■ **PASSAGE PROVIDED**
• • • • •

And this is why you can't reject the null hypothesis which follows from the definition in Wikipedia:

In statistics, the Mann–Whitney U test (also called the Mann–Whitney–Wilcoxon (MWW), Wilcoxon rank-sum test, or Wilcoxon–Mann–Whitney test) is a nonparametric test of the null hypothesis that it is equally likely that a randomly selected value from one sample will be less than or greater than a randomly selected value from a second sample.

Under the null hypothesis $\text{H}_0$, the probability of an observation from the population $X$ exceeding an observation from the second population $Y$ equals the probability of an observation from $Y$ exceeding an observation from $X$.

The test statistic produced by R's wilcox.text()

> wilcox.test(a,b)

• • • • •

■ **DATASET EXTRACT**

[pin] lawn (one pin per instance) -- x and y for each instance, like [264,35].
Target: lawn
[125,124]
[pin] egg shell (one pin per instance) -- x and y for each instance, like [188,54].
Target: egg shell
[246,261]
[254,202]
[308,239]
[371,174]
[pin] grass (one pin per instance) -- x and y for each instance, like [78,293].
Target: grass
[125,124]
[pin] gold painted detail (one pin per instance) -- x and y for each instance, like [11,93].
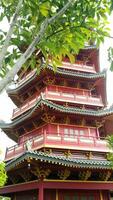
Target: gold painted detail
[105,176]
[49,151]
[64,174]
[48,118]
[89,155]
[13,179]
[41,173]
[67,120]
[84,175]
[49,81]
[26,175]
[68,154]
[99,124]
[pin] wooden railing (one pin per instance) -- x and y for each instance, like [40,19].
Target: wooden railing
[83,138]
[64,94]
[79,66]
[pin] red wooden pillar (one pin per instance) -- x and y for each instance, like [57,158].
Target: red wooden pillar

• • • • •

■ **INSTRUCTIONS**
**1.** Revise the Mann–Whitney passage between "In statistics, the" and "a second sample.", inclusive, so that "nonparametric test" becomes "distribution-free test".
**2.** Carry on the Mann–Whitney passage from the point where it stops.

■ **SOLVED TASKS**
**1.**
In statistics, the Mann–Whitney U test (also called the Mann–Whitney–Wilcoxon (MWW), Wilcoxon rank-sum test, or Wilcoxon–Mann–Whitney test) is a distribution-free test of the null hypothesis that it is equally likely that a randomly selected value from one sample will be less than or greater than a randomly selected value from a second sample.

**2.**
    Wilcoxon rank sum test with continuity correction

data:  a and b
W = 632.5, p-value = 0.1067
alternative hypothesis: true location shift is not equal to 0

of $632.5$ can be reproduced manually as

> n1 = length(a)
> n2 = length(b)
> d = data.frame(a,b)
> d = stack(d)
> pooled = d[order(d$values),]
> pooled$ranks = rank(pooled$values)
> (R1 = sum(pooled[pooled$ind == "a", "ranks"]))
[1] 1160.5
> (R2 = sum(pooled[pooled$ind == "b", "ranks"]))
[1] 919.5
> (U1 = R1 - n1 * (n1 + 1) / 2)
[1] 632.5
> (U2 = R2 - n2 * (n2 + 1) / 2)
[1] 391.5
> (U = max(U1, U2))
[1] 632.5

Surprisingly R seems to pick the maximum value of the adjusted rank sums for both groups, whereas the minimum value is typically chosen. This is likely anecdotal since the sum of all unadjusted ranks $R_1 + R_2 = \frac{N(N+1)}{2}$ with $N$ being the total number of observations.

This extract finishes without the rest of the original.